::: Given passage :::

Travis: Oh, it’s a real game changer to me. I mean, the brightness is there. The contrast levels are enhanced, so I think it’s a big, big improvement with this new equipment. The one thing that we and Disney, we did a pretty thorough case study to see what kind of light levels each theater could accommodate. In most cases, there’s screens in those buildings that can reach pretty decent levels. So, we were able to help guide that a bit to get to the right auditoriums, the right presentation level. But as this next cycle comes in, I think it’s gonna improve the baseline significantly.
Jim: Wim, are the cinema operators changing out that old technology fast enough to take advantage of Travis’s movies?
Wim: With laser I think, like Travis said it very well, I mean, it is a game changer, but also with laser, we can operate the projector as a digital instrument. What I mean by that is, when you put in a lamp, you just have to, whatever the age of the lamp is, undergoing you know what the performance is, at that point in time. With laser, you can stream up and get more power out of it for that specific movie. Those capabilities are not possible with lamp projectors. So I think that we can make 3D shine much brighter, better, and by that influences the quality expectation, or better the satisfaction of the moviegoer afterwards. So I think as a whole industry, we need to embrace that as soon as we, of course, economically can, because the movie-goer expects it.
Travis: You know what I would just add, I have been really pleasantly surprised at the amount of change that is taking place where they’re upgrading. And not to be specific about any particular circuit, but most of the circuits are doing some upgrades and we know that it’s still a tough economic situation for them. So I applaud them that they’re really leaning into the future. A lot more has gotten done than I would’ve expected given the state of the recovery that we’re kind of just getting there at this point.
Jim: What does the power of what we’ve just seen with Barbie and Oppenheimer at the box office and cinema’s packed, really, and the sensation is global, what impact is that having on your business and the ability to look out in the next few years with optimism about the health of the cinema business and Travis, we’ll start with you.
Travis: Yeah, well, I think it’s a huge signal. This phenomenon is really interesting in that I feel like generally studios are focused on finding a runway for their movie where there’s not something that’s a real strong title in that demographic that they expect to play to for the most part on that movie. This case, these two did have slightly different demographics. I would say they’ve helped each other rather than actually just didn’t impact each other. And that’s a real phenomenon that I don’t think we’ve seen too often. Sometimes there’d be a Christmas slate where there’s ten good movies, five of them nominated for awards, and I felt that helped through January for that kind of a slight effect as well. But this is a really unique situation where I don’t think anybody could have planned it, and nobody did plan it, but these two movies are helping each other, and I hope that’s a dynamic that somehow plays out more often in the future.

::: Extracted entries :::

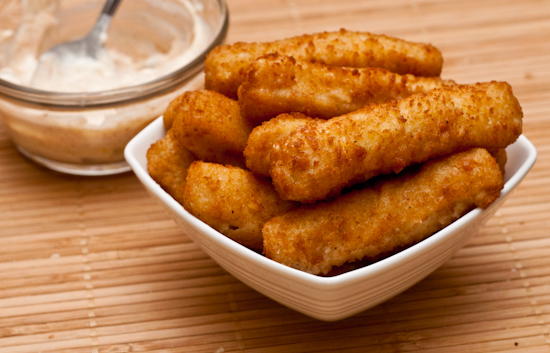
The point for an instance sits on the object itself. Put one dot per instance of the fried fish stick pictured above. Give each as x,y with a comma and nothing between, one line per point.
233,201
210,125
277,84
225,66
500,156
167,163
262,138
392,213
319,160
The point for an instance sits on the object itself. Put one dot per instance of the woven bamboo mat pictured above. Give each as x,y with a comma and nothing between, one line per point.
94,265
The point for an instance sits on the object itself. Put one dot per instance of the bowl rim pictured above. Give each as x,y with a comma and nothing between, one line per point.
121,95
136,161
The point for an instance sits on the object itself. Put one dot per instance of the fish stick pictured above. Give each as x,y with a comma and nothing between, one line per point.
392,213
320,159
210,125
233,201
226,65
167,164
262,138
277,84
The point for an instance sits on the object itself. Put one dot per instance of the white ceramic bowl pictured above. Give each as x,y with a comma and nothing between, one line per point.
341,296
81,132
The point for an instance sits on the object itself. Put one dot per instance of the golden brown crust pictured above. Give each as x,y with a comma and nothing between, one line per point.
320,159
264,137
233,201
167,163
393,213
211,126
277,84
226,65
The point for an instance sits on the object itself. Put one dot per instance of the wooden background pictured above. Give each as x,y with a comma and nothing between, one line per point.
94,265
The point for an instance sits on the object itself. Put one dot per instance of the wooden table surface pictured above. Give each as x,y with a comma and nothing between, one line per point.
94,265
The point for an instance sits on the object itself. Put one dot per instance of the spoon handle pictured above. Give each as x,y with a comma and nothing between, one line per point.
110,7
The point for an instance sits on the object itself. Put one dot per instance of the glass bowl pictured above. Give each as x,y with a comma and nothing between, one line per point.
83,131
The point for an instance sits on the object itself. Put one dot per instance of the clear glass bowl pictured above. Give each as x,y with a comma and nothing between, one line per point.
85,133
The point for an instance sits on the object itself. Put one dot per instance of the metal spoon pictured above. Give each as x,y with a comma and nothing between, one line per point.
91,46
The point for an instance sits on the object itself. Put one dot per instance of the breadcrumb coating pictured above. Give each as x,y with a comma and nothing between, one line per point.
167,163
226,65
277,84
320,159
211,126
263,137
393,213
233,201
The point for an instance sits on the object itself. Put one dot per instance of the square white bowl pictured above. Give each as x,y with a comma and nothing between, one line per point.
341,296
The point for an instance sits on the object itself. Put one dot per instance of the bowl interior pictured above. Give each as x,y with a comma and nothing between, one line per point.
521,157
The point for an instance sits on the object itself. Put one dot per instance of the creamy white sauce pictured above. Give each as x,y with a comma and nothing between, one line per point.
77,73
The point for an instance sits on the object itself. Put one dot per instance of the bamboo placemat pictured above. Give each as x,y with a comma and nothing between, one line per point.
94,265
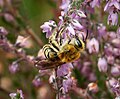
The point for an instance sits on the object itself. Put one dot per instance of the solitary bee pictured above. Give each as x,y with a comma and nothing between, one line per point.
58,52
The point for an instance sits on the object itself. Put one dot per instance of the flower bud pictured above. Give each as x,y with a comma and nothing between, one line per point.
102,65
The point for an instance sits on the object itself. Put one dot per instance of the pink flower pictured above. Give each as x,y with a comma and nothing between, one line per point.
14,67
94,3
115,71
113,18
112,3
102,65
93,46
17,95
64,70
65,5
47,27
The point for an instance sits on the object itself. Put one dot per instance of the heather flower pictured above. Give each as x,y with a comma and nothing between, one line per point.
23,42
113,18
112,3
8,17
3,31
102,65
52,79
94,3
116,88
116,51
110,59
37,81
14,67
47,27
17,95
93,46
67,84
65,5
115,71
92,77
116,42
108,49
93,87
77,25
101,30
64,70
1,3
117,97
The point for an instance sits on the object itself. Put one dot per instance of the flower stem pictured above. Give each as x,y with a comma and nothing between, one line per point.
57,85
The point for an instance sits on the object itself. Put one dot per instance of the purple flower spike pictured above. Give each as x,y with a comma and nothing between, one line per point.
113,18
93,46
94,3
3,31
102,65
13,68
47,27
17,95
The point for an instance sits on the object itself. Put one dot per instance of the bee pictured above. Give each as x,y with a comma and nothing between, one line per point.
58,52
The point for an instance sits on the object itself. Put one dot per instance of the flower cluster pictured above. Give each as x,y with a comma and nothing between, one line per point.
72,22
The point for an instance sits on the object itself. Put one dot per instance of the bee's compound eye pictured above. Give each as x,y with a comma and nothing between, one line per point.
78,43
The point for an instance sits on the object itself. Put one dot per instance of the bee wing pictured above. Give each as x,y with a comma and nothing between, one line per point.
47,64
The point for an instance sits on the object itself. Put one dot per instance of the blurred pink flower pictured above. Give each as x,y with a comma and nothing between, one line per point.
112,3
14,67
102,65
93,46
17,95
47,27
94,3
115,71
113,18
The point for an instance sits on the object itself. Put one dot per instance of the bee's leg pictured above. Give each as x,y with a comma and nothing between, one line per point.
49,51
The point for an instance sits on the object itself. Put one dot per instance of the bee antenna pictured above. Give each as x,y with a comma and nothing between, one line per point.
86,35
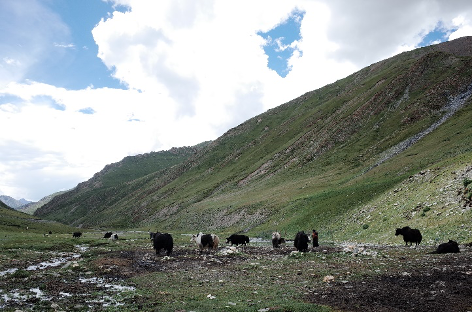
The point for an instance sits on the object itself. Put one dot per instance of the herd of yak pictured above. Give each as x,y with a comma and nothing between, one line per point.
164,241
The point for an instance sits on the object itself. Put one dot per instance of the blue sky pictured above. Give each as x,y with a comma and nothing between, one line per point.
84,83
281,43
73,64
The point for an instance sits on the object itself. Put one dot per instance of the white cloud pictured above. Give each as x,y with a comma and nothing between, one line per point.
193,70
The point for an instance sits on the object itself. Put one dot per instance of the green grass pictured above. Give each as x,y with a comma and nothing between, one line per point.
310,163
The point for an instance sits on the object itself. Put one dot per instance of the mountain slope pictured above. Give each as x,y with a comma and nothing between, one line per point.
15,221
307,163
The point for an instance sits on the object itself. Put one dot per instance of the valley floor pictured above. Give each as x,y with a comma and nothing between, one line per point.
126,275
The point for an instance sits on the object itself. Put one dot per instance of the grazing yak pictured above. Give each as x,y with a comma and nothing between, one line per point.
277,239
237,239
314,238
410,235
163,241
301,241
209,241
449,247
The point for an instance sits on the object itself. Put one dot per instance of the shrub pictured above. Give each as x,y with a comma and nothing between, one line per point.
466,182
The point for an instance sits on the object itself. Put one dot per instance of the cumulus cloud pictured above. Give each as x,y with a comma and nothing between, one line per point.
29,30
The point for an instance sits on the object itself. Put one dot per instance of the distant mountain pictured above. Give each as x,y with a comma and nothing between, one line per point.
31,207
387,146
14,203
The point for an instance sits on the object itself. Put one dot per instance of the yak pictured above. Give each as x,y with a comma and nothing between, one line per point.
301,241
449,247
209,241
410,235
163,241
277,239
314,236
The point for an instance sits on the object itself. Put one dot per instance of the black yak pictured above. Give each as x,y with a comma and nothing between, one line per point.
237,239
277,239
449,247
209,241
301,241
410,235
163,241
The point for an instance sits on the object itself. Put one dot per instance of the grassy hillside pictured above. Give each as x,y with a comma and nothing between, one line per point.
323,161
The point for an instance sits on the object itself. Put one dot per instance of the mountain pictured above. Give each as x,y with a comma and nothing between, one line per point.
31,207
388,146
13,203
12,220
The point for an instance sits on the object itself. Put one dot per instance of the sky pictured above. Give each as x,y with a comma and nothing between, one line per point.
85,83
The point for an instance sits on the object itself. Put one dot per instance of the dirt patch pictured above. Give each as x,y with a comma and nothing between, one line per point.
434,283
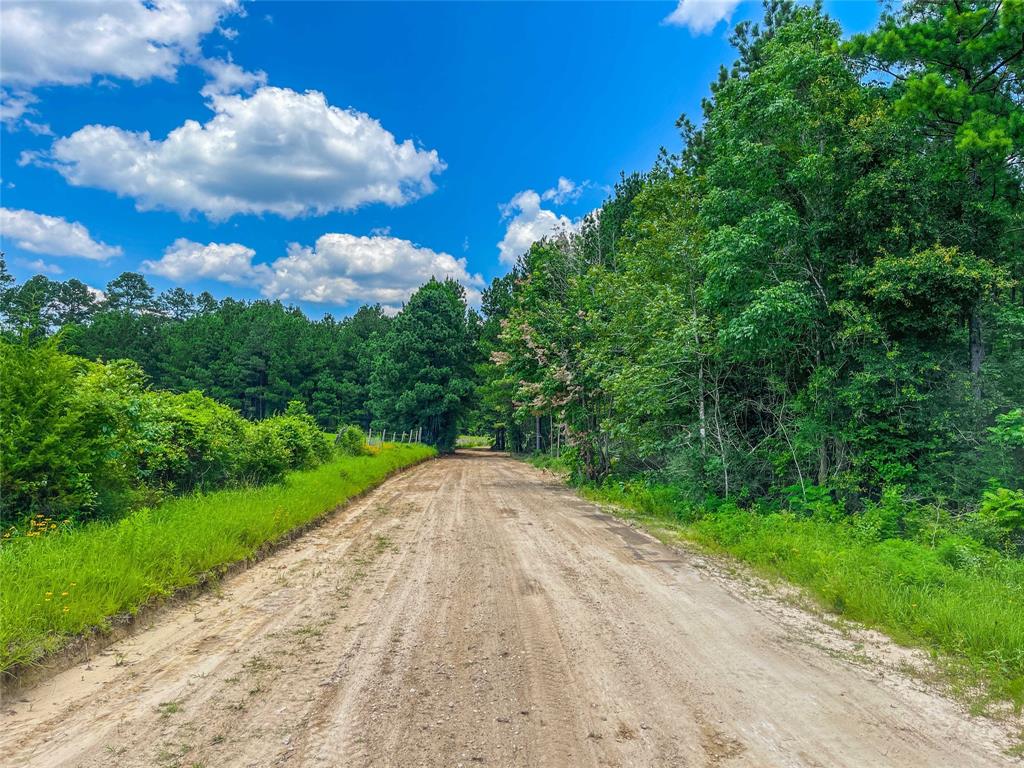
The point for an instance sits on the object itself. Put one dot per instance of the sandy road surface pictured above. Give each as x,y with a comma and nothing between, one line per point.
472,611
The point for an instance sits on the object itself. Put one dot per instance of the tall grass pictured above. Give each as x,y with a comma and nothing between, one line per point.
962,601
60,585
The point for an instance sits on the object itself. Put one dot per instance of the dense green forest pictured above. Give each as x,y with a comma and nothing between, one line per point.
799,338
817,300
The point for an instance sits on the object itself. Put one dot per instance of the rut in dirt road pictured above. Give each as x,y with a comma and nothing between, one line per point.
472,611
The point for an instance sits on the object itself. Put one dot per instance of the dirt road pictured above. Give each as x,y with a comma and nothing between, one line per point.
473,611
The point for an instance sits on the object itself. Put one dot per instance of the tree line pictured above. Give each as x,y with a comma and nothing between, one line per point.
412,372
818,294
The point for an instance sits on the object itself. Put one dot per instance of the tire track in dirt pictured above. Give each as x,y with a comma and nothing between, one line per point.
473,611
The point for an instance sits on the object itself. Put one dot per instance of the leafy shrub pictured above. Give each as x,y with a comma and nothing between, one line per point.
190,441
305,443
62,426
351,441
266,458
1005,509
83,439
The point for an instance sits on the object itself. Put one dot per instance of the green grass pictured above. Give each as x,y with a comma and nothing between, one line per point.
961,601
58,586
472,440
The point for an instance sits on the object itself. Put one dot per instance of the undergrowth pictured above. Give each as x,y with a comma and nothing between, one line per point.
69,582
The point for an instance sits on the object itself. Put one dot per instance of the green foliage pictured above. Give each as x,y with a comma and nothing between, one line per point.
73,581
85,439
254,357
1005,508
823,290
950,594
423,373
351,441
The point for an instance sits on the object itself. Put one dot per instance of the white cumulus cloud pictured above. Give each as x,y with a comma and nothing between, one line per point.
528,222
275,152
564,192
40,266
67,43
227,77
51,236
342,268
338,269
700,16
184,260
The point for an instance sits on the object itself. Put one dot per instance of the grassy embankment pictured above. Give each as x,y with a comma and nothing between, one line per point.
61,585
472,440
962,602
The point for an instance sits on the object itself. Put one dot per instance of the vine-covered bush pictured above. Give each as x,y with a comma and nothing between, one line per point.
82,439
351,441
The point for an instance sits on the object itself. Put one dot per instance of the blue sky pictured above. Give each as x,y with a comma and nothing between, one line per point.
334,154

:::

• Required actions
a. In the cinema interview, which two movies does Jim mention as packing cinemas at the box office?
b. Continue the cinema interview from its last line.
You won't need the rows here.

• Your written answers
a. Barbie and Oppenheimer.

b.
Jim: There have been quite a few commentaries from studios and analysts that movie-going’s on the wane and the pandemic hurt movie-going, which it did, but what do you think the last few weeks and these two films mean for the overall confidence in the cinema business that you touch worldwide?
Wim: When we talk with customers, they typically said, yeah, we are committing to the future of technology, but the speed of rolling it out will be dependant on how the box office performs. And the proof is in the pudding. And it’s not just what the slate, which looks good, but it’s about how the box office performs. So I’m very positive encouraged with, because it’s always what is the next quarter gonna do, what is the last quarter has done? And we need a few of consecutive good quarters. And this is showing definitely a very strong quarter we are moving into now. So that is the proof we need for people to be confident.
Jim: I was at the cineplex and as I was walking down the the hallway to Oppenheimer, you would see Mission: Impossible, Indiana Jones, Elemental, Sound of Freedom. So as you walk down the hallway, you saw five great movie titles and then Oppenheimer and Barbie, and you realize we really are in that moment. To your point, Travis, around the Christmas time when there are lots of good movies, where we’ve got a great number of movies, and then everybody was discussing, when are you seeing X, when are you going to the movies? Going to the movies became an urgent kind of thing that everybody wanted to participate in.
Travis: Jim, you bring up a really good point there, there were four other movies domestically that did over $10 million this weekend. So we had depth as well as strength.
Jim: Fantastic. Our guest insider today is Travis Reid of RealD. We’ll be right back.
Ad Spot: The Insiders Show is made possible through the generous support of Cinionic, providing future-ready technical solutions to cinemas. With more than 100,000 projectors installed, Cinionic now illuminates more than half of the world’s cinemas every day. Visit cinionic.com.
Jim: Our guest today is Travis Reid. He serves as president and CEO of RealD, the world’s leader in premium 3D technology.
Wim: Travis, what do you make about the new Apple Vision Pro headsets and it’s 3D capability?
Travis: I haven’t yet tried it myself. I think our hope and expectation is that this becomes another use for the 3D conversions, that there’s another way consumers are seeing 3D and I would expect that that will be a very high quality, although singular experience. And I think that could be a helpful driver. You know, 3D didn’t successfully integrate into the home entertainment systems. You know, with 3D you wanna be at the right viewing angles. You want the light levels to be right and you know, in a living room it could be any situation. The TV could be four feet too high for a good viewing angle. There’s just a lot of additional variables that you can’t control like you would in a theater environment.
Wim: Do you think that the Apple Vision Pro will influence the amount of people going to a 3D experience in a cinema?
Travis: It could be another revenue stream for studios to be convinced to convert to a 3D on a movie that they think is kind of on the edge of whether it would be financially accruent to them. And then I think that it could be a great marketing tool for 3D because I expect the experience will be great.
Jim: Films like Guardians of the Galaxy and The Little Mermaid, of course, Avatar and Super Mario Brothers all offered in 3D, and probably the most common question I get is, What percentage of those movie tickets are 3D tickets? What’s kind of the average?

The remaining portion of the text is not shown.